Collected data:
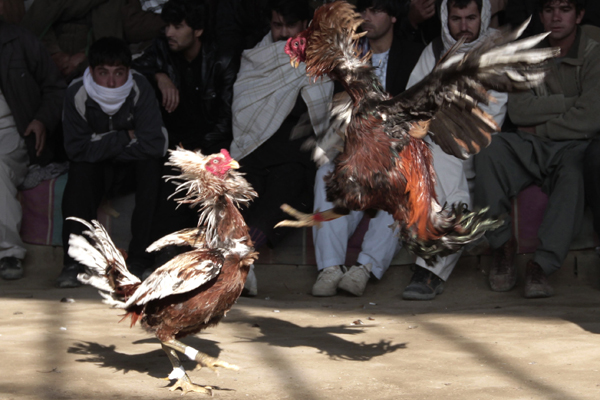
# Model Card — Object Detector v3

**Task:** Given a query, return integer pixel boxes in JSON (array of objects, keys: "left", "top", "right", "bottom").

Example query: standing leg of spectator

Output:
[
  {"left": 58, "top": 161, "right": 107, "bottom": 287},
  {"left": 474, "top": 131, "right": 538, "bottom": 249},
  {"left": 312, "top": 162, "right": 363, "bottom": 296},
  {"left": 128, "top": 158, "right": 163, "bottom": 277},
  {"left": 0, "top": 140, "right": 28, "bottom": 280},
  {"left": 533, "top": 141, "right": 587, "bottom": 275},
  {"left": 583, "top": 136, "right": 600, "bottom": 237},
  {"left": 405, "top": 141, "right": 471, "bottom": 300},
  {"left": 356, "top": 211, "right": 399, "bottom": 280},
  {"left": 243, "top": 162, "right": 315, "bottom": 248}
]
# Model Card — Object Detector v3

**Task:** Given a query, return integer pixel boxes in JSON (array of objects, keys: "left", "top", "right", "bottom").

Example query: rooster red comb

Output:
[{"left": 220, "top": 148, "right": 232, "bottom": 160}]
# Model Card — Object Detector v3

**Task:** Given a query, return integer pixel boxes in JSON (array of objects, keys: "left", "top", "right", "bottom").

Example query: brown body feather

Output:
[{"left": 282, "top": 1, "right": 557, "bottom": 262}]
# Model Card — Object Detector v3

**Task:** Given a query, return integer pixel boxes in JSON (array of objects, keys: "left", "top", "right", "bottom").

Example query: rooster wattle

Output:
[
  {"left": 277, "top": 1, "right": 559, "bottom": 262},
  {"left": 67, "top": 148, "right": 258, "bottom": 395}
]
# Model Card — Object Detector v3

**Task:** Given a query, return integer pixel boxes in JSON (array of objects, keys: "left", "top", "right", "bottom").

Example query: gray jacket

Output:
[{"left": 508, "top": 26, "right": 600, "bottom": 140}]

### Problem requirements
Using the entries above, tally every line that holds the word "rooster". Answer with that number only.

### Solution below
2